_Page extract_
----------------

Session 1: Future of Crowdsourcing (10:30-11:20)

Future of Crowdsourcing

Room 108

10:30-11:20 AM April 18, 2015

crowdsourced.micropasts.org/

www.crowdconsortium.org/

 

Lots of crowdsourcing project, but what’s next?

 

How do you define success- provide an outcome that outweighs the cost, is sustainable

 

crowdconsortium.org – how to measure value of crowdsourcing, where it works and where it doesn’t

 

in order to get funded, of course you have to define what the outcome will be

There’s value in getting work done – what are some other values?

-crowdsourcing of metadata, items for a collection? For metadata, if there is a goal of public engagement, that works, but if you are “flavor-saving” for the institution, you question whether you are spending too time editing outside information

-BUT of course crowdsourcing can bring in information you don’t know you don’t have

 

Crowdsourcing has tangible values of labor saving, higher detail records; but there are intangible values of ownership, public scholarship, involving people traditionally outside domain – changing what scholarship is and means

 

dealing with the question of why we fund the humanities in general

 

Might be good to track who participates, have those statistics

-there is a spectrum of participation/donation – from volunteer to financial donation; these both can be measures of sucess

 

Citizen science – there was a (name forgotten) project of public identifying celestial bodies, same platform went on to be used to transcribe coptic documents. These platforms provide opportunities for cross-discipline, bringing science and humanities together. Tools are NOT necessarily one-domain

also Zooniverse started off as a citizen science project, turned into a project of war diaries

 

Tools aren’t really creating epiphanies of interdisciplinary study, but creating new ways to think of the multiple uses of platforms.

----------------

_Supplied information_
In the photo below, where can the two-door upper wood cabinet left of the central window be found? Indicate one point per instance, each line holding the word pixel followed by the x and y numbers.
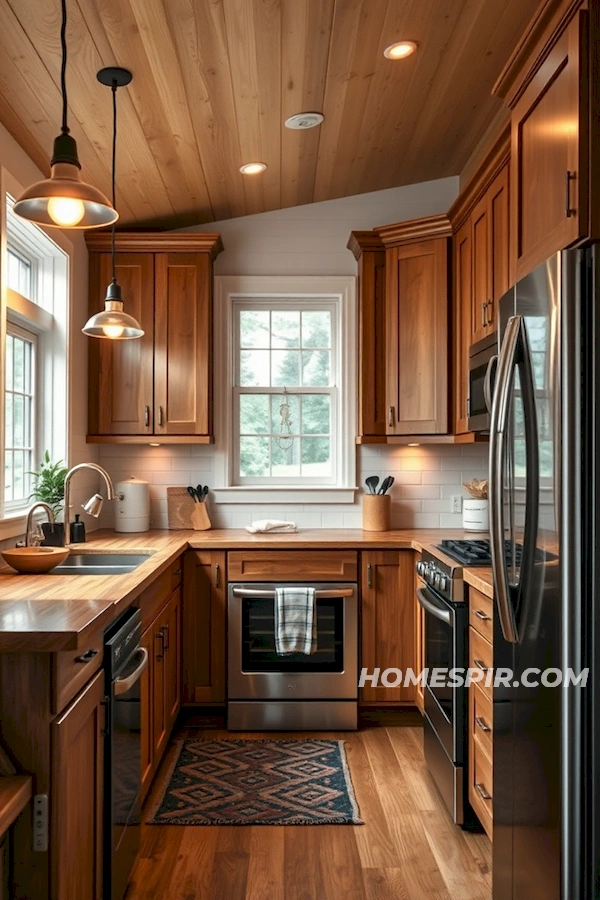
pixel 160 385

----------------

_Exercise details_
Return the crowdsourcing session notes word for word, starting with "Citizen science –" and going on through "uses of platforms.". The data is separate from the crowdsourcing session notes.

_Result_
Citizen science – there was a (name forgotten) project of public identifying celestial bodies, same platform went on to be used to transcribe coptic documents. These platforms provide opportunities for cross-discipline, bringing science and humanities together. Tools are NOT necessarily one-domain

also Zooniverse started off as a citizen science project, turned into a project of war diaries

 

Tools aren’t really creating epiphanies of interdisciplinary study, but creating new ways to think of the multiple uses of platforms.